• [Exercise tasks]
a. Answer these about the surgery update:
(i) At what time did Christa and Morgan arrive at the hospital?
(ii) What was Christa's smock inflated with?
(iii) Who came out at around 1:30pm to speak with Morgan and Alisha?
b. Carry the surgery update forward from its last sentence.

• [Extract provided]
This is in fact Morgan typing, and the title of this entry was actually Christa's recommendation. I hope I am not unworthily treading on sacred blogging ground, but I just wanted to give an update on Christa's surgery for anyone interested. Christa and I arrived at the hospital at 6am yesterday morning and began the long process of checking in and getting settled. It took about three and a half hours to get Christa set up, inject the radioactive dye, and start her I.V.. They finally wheeled her off to surgery at about 9:30am.
I have to add this little story about a funny thing that happened right before surgery, or Christa will be mad at me. She was outfitted in what was basically a balloon smock that was inflated with warm air in order to keep her body temeratue up. It has a vacuum hose hooked up to it that had a constant stream of warm air flowing in from what looked like a fancy hair dryer. I kept turning the dial to full blast to see how much it would inflate her and she would then get after me for messing with the equipment (the best part of any hospital stay is playing with the equipment).
Then, at about 9:15am, and amid the growing tension we were both feeling, the fire alarm went off. There was a alarm that sounded and a light that started flashing. We looked at each other and were both thinking "What do we do now?" Then an image popped into my mind of us having to evacuate the hospital. I imagined myself having to tye a string around Christa's big toe, turing her inflatable suit to full blast, and walking her out of the hospital like a Macey's Day Parade balloon. She would be happily bobbing around in the parking lot with a whole bunch of other inflated patients at the end strings. One of them would have slipped out of thier knot and with a look of concern would be slowly floating away. Christa and I had a big laugh imagining that. Laughing was the medicine that we needed right about then and was literally an answer to our prayer of a few minutes before. The fire alarm ended up being something that happened all the time and nobody paid it any notice. It stopped a few minutes later and they took her away from me for a while.
It was a long four hours, four of the longest hours of my life, while I waited for any word from either of the surgeons working on Christa. Don't tell her this though because she seemed to more concerned about me having to endure the waiting room than she was for herself. At around 1:30pm Dr. Cashman came out and spoke with me and Alisha (she brought me a delicious lunch about an hour earlier). She said that everything went very well. Christa had done great and was in the recovery room coming out of it. There was some bad news though. Apparenly they found a couple of lymph nodes that were larger and harder than they should have been. They disected one of them and found cancer in it. This means that radiation will be likely and will probably take place after the Chemo is over. Not the best news we could have received, but we had been prepped that this might be the case. This will in fact only prolong the treatment a bit.

• [Dataset excerpts]
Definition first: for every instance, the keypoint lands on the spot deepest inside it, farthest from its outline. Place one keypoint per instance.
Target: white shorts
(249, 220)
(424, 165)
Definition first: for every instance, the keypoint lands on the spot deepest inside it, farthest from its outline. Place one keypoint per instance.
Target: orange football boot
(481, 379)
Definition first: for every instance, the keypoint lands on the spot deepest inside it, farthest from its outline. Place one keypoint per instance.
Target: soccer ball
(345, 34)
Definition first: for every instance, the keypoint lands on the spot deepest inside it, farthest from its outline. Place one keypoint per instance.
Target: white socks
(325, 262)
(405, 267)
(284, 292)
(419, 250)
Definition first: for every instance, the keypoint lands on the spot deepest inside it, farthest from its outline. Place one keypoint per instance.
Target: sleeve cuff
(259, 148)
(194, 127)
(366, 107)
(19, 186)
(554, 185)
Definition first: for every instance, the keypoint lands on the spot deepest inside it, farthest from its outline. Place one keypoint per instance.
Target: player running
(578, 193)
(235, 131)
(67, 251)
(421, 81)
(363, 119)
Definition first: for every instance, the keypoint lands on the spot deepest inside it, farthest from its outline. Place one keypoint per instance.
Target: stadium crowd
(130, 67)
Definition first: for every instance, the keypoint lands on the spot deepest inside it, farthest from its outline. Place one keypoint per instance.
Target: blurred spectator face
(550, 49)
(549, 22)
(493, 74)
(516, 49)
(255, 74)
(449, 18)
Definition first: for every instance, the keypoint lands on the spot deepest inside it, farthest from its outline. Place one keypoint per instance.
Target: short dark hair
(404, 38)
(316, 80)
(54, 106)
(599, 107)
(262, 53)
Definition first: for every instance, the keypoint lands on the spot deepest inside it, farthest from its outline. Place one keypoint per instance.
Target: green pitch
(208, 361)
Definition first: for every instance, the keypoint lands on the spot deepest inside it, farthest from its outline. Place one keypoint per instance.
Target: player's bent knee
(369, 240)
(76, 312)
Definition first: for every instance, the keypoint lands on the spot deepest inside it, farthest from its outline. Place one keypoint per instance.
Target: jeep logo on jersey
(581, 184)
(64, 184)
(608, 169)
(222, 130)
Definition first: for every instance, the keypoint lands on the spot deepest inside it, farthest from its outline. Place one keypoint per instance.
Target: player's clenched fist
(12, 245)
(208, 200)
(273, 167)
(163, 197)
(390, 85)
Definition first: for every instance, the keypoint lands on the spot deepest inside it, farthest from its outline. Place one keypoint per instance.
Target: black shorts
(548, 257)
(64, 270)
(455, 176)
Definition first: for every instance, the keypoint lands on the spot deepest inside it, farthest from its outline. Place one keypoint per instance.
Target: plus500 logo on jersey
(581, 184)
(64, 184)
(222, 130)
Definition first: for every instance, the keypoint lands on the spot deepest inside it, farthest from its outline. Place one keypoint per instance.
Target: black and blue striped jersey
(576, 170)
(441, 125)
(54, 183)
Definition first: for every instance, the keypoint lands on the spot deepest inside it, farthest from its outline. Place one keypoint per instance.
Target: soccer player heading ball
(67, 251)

• [Answers per task]
a.
(i) 6am
(ii) Warm air
(iii) Dr. Cashman

b.
Christa's mom showed up shortly thereafter. At about 2:30pm they told us we could come spend some time with Christa in the recovery room, but that she was pretty out of it. We went with her to see Christa, and I will never forget the what happened when I came in. She looked peaceful and tired, but was as beautiful as ever. As soon as she saw me coming I got a huge sleepy smile and she said softly "hello handsome." I am so honered to be her "handsome." She was doing great and the medication did nothing to dampen her personality. She cracked jokes, apologized for us having to wait for so long, and spoke fluent medical lingo with the nurse helping her.
After finally getting settled in her new room she began the tedious process of hourly vital checks, drinking clear liquids, and pushing herself to stand and walk. It was a really long night, but she did have a great evening visit by her sisters and parents. She have a great support system here and back in Bagdad so we have not had to worry about the kids or if we will be taken care of over the next couple of days. She has seen the physical therapist and her surgeons PA, and she should be discharged at around noon today. She will go spend a few days at her parents house and will then have a surgery followup tomorrow.
Last night as I watched her in a lot of pain the verse from Ephesians chapter 5, verse 25 came into my mind: "Husbands, love your wives, even as Christ also loved the church, and gave himself for it." Christa has been so very easy to love, and I wished that I could somehow take the pain that she was feeling on myself so that she could rest. Her pain did ease and she was able to sleep off and on most of the night. She is so strong. My mother said it perfectly shortly after arriving in Bagdad: "cancer is going to be sorry it messed with Christa." I on the other hand am so grateful that I decided 12 years ago to "mess" with this woman, and for everything that it has meant for me in my life. My crazy Macey's Day balloon girl has had me happily bobbing at the end of a string these past 12 years, and I have loved every minute of it. Just don't tell her. She still thinks that she got a good deal... I told you she was crazy.